▶ _Texte_:
↓

Mourir peut attendre : Thierry Ardisson est sorti de sa retraite anticipée pour ennuyer les morts. C’est le concept de sa nouvelle émission diffusée sur France 3, Hôtel du temps, dans laquelle « l’homme en noir », lui-même rajeuni numériquement, s’entretient avec des icônes décédées de la culture audiovisuelle française grâce à la technologie du deepfake, qui permet ici de fusionner le visage d’une célébrité avec celui d’un comédien en chair et en os. Au casting : Dalida, Jean Gabin, Coluche, François Mitterrand ou encore Lady Di. Le programme ? Une série de questions-réponses entrecoupées de petits intermèdes, dans les couloirs ou au comptoir d’un hôtel de luxe. Et qui de mieux pour entamer cette grande excavation que l’insondable Dalida, laquelle, avant d’être repérée dans les cabarets parisiens, a tenu un rôle dans un film intitulé Le Masque de Toutânkhamon ? Avant d’échanger avec Ardisson, la célèbre chanteuse hante sa suite en momie égyptienne, avec des photographies sur les meubles et un sarcophage posé sur sa table de chevet. Lovée dans l’ambre des algorithmes, elle surgit recouverte de mousse (dans son bain) ou de parures dorées (sur sa robe), à la manière d’un cadavre qu’il s’agit de préserver et de sertir.

↑

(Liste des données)
↓

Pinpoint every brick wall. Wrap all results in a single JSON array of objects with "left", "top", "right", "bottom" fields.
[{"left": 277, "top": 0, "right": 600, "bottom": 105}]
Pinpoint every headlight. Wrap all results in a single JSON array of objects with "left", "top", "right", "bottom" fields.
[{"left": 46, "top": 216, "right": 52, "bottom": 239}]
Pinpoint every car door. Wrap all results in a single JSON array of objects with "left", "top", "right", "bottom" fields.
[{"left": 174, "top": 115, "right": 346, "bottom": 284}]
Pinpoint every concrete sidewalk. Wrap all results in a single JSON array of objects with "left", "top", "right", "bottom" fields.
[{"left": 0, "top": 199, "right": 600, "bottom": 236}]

↑

▶ _Consignes de l'exercice_:
1/ Redonnez le texte sur l'émission Hôtel du temps en entier, tel quel.
2/ Retapez à l'identique les lignes des données, de celle qui contient « Pinpoint every concrete » jusqu'à la fin des données, les deux bouts compris.
Le texte et les données sont deux documents distincts.

▶ _Réponses de l'exercice_:
1/
Mourir peut attendre : Thierry Ardisson est sorti de sa retraite anticipée pour ennuyer les morts. C’est le concept de sa nouvelle émission diffusée sur France 3, Hôtel du temps, dans laquelle « l’homme en noir », lui-même rajeuni numériquement, s’entretient avec des icônes décédées de la culture audiovisuelle française grâce à la technologie du deepfake, qui permet ici de fusionner le visage d’une célébrité avec celui d’un comédien en chair et en os. Au casting : Dalida, Jean Gabin, Coluche, François Mitterrand ou encore Lady Di. Le programme ? Une série de questions-réponses entrecoupées de petits intermèdes, dans les couloirs ou au comptoir d’un hôtel de luxe. Et qui de mieux pour entamer cette grande excavation que l’insondable Dalida, laquelle, avant d’être repérée dans les cabarets parisiens, a tenu un rôle dans un film intitulé Le Masque de Toutânkhamon ? Avant d’échanger avec Ardisson, la célèbre chanteuse hante sa suite en momie égyptienne, avec des photographies sur les meubles et un sarcophage posé sur sa table de chevet. Lovée dans l’ambre des algorithmes, elle surgit recouverte de mousse (dans son bain) ou de parures dorées (sur sa robe), à la manière d’un cadavre qu’il s’agit de préserver et de sertir.

2/
Pinpoint every concrete sidewalk. Wrap all results in a single JSON array of objects with "left", "top", "right", "bottom" fields.
[{"left": 0, "top": 199, "right": 600, "bottom": 236}]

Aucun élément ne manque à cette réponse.